**MATERIALS PROVIDED**:
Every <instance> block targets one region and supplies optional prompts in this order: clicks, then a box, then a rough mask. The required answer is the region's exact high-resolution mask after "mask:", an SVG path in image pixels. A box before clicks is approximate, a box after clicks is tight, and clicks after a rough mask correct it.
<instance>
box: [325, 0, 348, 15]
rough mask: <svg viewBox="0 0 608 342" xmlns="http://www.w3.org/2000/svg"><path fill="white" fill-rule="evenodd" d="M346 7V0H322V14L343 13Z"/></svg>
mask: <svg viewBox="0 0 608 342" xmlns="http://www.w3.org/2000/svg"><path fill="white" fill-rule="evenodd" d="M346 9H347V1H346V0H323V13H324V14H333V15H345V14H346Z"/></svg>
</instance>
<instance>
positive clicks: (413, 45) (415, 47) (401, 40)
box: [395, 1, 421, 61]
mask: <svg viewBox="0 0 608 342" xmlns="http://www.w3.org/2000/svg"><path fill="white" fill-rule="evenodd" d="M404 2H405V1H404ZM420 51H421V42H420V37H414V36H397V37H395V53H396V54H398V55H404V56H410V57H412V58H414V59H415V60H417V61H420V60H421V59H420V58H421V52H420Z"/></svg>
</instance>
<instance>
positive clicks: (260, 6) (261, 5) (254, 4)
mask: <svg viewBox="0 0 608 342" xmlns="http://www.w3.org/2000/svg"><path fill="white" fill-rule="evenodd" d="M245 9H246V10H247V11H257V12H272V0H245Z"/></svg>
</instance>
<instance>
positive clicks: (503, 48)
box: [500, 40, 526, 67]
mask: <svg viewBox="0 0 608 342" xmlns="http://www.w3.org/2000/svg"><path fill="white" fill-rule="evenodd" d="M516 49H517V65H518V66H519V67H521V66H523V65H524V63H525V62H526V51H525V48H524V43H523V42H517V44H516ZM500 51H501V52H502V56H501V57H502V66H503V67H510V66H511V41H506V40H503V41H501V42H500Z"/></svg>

**WHAT THE TASK REQUIRES**: Extract each line from the entries above that contains the string "rough".

**COMPLETED TASK**:
Every <instance> block targets one region and supplies optional prompts in this order: clicks, then a box, then a rough mask. The required answer is the region's exact high-resolution mask after "mask:", an SVG path in image pixels. A box before clicks is approximate, a box after clicks is tight, and clicks after a rough mask correct it.
rough mask: <svg viewBox="0 0 608 342" xmlns="http://www.w3.org/2000/svg"><path fill="white" fill-rule="evenodd" d="M346 7V0H322V14L343 13Z"/></svg>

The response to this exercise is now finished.